Written problem - Transcribe everything in the listing below, from the line containing "Q: Point to every instance of the yellow" down to the end of the listing, reproducing each line precisely.

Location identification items

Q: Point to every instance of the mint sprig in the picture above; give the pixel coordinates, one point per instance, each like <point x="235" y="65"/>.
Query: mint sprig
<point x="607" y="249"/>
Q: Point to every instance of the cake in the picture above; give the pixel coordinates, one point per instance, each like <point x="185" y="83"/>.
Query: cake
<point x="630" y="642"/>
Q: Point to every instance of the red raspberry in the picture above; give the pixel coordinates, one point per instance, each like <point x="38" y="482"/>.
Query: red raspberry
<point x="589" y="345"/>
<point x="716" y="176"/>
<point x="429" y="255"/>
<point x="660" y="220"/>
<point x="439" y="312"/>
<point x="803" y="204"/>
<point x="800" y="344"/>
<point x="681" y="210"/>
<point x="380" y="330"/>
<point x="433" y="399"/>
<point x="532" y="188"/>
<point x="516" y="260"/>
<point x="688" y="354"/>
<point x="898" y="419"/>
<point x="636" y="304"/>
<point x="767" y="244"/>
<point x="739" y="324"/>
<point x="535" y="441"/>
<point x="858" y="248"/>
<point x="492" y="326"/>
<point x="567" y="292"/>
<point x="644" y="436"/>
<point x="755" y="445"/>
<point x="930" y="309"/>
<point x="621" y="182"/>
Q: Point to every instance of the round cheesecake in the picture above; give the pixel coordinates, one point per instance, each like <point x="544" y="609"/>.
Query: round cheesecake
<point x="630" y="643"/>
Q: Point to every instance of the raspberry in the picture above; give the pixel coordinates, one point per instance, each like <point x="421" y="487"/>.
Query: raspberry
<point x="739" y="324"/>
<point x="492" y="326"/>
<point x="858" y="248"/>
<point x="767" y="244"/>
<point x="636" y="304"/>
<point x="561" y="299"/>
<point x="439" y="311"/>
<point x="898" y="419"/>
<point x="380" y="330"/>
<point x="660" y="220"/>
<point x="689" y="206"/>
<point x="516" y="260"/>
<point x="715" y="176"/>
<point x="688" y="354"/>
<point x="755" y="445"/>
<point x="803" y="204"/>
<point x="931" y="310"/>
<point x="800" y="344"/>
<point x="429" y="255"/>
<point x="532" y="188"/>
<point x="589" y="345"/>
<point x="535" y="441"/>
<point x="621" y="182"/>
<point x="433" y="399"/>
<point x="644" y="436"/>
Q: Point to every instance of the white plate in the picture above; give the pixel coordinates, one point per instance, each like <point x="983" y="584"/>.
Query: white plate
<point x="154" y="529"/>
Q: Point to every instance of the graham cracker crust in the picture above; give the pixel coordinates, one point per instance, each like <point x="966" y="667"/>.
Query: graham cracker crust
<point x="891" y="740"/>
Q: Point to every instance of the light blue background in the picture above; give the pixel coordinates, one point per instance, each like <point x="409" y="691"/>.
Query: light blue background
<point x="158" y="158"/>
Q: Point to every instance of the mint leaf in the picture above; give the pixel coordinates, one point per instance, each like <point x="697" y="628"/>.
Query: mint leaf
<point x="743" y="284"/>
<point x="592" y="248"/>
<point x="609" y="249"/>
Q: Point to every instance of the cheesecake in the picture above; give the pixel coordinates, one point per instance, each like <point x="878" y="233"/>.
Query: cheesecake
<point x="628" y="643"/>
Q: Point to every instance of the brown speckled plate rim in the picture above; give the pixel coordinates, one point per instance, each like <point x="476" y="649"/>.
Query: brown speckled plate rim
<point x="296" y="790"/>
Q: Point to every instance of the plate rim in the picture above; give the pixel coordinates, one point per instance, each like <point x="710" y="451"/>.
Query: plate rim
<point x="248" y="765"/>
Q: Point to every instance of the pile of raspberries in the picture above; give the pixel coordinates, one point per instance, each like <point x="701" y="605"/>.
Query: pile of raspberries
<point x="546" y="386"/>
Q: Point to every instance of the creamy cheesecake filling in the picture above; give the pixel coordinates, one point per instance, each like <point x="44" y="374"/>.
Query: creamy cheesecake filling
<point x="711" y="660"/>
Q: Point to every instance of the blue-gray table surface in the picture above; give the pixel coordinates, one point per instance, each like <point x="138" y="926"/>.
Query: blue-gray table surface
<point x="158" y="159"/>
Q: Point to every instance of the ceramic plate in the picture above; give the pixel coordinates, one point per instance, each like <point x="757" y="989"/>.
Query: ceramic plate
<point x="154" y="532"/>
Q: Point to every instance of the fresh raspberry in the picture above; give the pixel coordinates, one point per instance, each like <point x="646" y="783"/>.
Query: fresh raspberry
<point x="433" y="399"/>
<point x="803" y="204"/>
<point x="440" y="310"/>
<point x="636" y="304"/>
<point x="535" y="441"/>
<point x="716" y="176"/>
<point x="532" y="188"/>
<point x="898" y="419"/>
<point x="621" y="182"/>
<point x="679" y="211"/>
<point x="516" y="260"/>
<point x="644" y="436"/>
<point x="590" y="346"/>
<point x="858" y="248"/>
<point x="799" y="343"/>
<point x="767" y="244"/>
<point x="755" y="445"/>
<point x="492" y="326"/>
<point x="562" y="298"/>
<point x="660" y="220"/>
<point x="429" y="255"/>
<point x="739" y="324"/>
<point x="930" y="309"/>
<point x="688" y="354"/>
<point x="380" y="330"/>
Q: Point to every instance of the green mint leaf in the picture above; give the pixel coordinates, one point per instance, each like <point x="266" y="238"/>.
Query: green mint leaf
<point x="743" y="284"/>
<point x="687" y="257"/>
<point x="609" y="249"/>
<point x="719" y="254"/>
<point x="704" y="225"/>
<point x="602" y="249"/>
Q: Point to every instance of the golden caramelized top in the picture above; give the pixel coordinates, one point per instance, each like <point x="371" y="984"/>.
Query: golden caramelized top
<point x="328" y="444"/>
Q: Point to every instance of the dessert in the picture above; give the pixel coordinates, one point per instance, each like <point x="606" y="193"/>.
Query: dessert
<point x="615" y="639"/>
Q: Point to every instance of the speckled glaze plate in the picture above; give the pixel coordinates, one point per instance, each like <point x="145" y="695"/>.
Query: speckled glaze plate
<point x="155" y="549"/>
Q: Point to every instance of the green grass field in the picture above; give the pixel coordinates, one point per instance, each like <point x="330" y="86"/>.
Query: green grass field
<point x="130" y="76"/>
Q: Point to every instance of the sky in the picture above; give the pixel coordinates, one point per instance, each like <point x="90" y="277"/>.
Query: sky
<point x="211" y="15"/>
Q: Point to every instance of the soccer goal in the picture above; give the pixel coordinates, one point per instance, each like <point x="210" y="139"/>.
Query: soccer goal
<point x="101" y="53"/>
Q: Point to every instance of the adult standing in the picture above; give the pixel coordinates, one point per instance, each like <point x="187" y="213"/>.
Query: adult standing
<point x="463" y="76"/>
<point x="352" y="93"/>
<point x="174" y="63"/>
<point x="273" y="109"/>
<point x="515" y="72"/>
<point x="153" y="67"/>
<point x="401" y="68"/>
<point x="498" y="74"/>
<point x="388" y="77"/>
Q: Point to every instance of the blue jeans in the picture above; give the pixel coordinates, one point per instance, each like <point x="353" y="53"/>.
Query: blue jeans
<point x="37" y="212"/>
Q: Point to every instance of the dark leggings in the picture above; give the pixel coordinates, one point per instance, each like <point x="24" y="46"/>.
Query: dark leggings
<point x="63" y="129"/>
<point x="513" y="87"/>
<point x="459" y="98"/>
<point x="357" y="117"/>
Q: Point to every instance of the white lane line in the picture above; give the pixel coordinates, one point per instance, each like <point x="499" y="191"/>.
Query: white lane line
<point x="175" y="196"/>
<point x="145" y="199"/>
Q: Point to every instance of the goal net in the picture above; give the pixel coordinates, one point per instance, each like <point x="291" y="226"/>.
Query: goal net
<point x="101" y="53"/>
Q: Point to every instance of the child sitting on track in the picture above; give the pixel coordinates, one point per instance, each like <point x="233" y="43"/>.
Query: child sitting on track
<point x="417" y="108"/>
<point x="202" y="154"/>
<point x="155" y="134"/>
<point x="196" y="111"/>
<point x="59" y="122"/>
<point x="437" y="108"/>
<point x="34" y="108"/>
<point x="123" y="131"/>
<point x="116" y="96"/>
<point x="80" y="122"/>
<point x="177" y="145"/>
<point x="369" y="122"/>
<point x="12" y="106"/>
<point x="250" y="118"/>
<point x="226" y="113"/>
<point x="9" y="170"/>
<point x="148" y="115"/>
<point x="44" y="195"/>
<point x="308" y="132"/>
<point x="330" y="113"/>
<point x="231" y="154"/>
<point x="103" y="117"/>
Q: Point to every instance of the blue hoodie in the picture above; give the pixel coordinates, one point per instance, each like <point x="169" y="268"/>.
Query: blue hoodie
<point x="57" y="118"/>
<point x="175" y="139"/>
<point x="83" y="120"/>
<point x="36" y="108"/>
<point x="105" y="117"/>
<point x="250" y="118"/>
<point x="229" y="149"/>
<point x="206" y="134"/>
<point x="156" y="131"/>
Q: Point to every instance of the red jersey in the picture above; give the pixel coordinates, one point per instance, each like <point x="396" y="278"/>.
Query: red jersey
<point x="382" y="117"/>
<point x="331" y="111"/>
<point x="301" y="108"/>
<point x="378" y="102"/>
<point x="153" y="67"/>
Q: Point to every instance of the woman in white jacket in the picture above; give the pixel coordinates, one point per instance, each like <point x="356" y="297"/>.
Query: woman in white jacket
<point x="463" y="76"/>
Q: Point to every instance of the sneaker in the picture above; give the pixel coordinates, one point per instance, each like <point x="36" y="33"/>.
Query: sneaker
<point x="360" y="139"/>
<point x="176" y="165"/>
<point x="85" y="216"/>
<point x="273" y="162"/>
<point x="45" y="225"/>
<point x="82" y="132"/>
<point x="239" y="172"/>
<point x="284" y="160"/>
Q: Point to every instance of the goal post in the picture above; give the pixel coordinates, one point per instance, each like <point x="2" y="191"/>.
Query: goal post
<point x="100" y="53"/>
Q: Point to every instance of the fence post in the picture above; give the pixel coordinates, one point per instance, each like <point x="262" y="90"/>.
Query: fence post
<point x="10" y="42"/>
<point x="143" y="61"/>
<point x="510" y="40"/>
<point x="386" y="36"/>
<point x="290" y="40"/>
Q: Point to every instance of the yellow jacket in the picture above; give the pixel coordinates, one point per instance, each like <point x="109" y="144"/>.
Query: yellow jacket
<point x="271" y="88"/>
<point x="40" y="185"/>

Task output -
Q: Point to every instance of the yellow jacket in the picture above; give the pixel coordinates, one point per instance, each like <point x="109" y="144"/>.
Query: yellow jacket
<point x="271" y="88"/>
<point x="40" y="185"/>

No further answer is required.